This query will show us all the sales by material for the current year to date against the previous year to date.

SELECT "MATERIAL", SUM("CURRENT_YEAR_SALES"), SUM("PREVIOUS_YEAR_SALES")

FROM (

SELECT "MATERIAL", SUM("SALES") AS "CURRENT_YEAR_SALES", 0 AS "PREVIOUS_YEAR_SALES"

FROM "_SYS_BIC"."sandbox.justin.Date_Dim/AN_TEST_FACT"

WHERE "YTD" = 'Y'

AND "CY" = 'Y'

GROUP BY "MATERIAL"

UNION

SELECT "MATERIAL", 0 AS "CURRENT_YEAR_SALES", SUM("SALES") AS "PREVIOUS_YEAR_SALES"

FROM "_SYS_BIC"."sandbox.justin.Date_Dim/AN_TEST_FACT"

WHERE "YTD" = 'Y'

AND "PY" = 'Y'

GROUP BY "MATERIAL")

GROUP BY "MATERIAL"



Model the time slices as restricted measures in the analytic view. Now that we have these flags available, we can use them to define restricted measures.



Data Preview on Analytic View


A graphical Calculation view that consumes the analytic view and performs a UNION.

Projections on Analytic views, including the filters on time slice attributes.








Now that we have the CY/PY measures, we can perform variance and percentage calculations as calculated columns.

Data Preview

Performance Considerations with above approach, Analytic View vs. Calculation View

I created a similar scenario as above, but on a fact table with much larger data. I saw approximately 10 million records per a given month. The goal was to measure the performance different between implementing the time slice in an Analytic View restricted measure vs. the Calculation View Unions.

▶ _Stored data_:
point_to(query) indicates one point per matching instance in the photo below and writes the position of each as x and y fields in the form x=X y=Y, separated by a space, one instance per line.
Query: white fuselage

▶ _Set exercise A_: From the time-slice text above, reproduce the passage starting with "I created a" and going on through "Calculation View Unions.", copied word for word.
▶ _Set exercise B_:
Answer these questions using the time-slice text above:
(i) In both WHERE clauses of the SQL query, what value must "YTD" equal?
(ii) About how many records per given month did the fact table with much larger data hold?
(iii) With the CY/PY measures in place, which calculations are performed as calculated columns?
▶ _Set exercise C_: In the time-slice text above, list every column that the SQL query's WHERE clauses filter on.

▶ _Answer A_:
I created a similar scenario as above, but on a fact table with much larger data. I saw approximately 10 million records per a given month. The goal was to measure the performance different between implementing the time slice in an Analytic View restricted measure vs. the Calculation View Unions.

▶ _Answer B_:
(i) 'Y'
(ii) Approximately 10 million
(iii) Variance and percentage calculations

▶ _Answer C_: YTD, CY, PY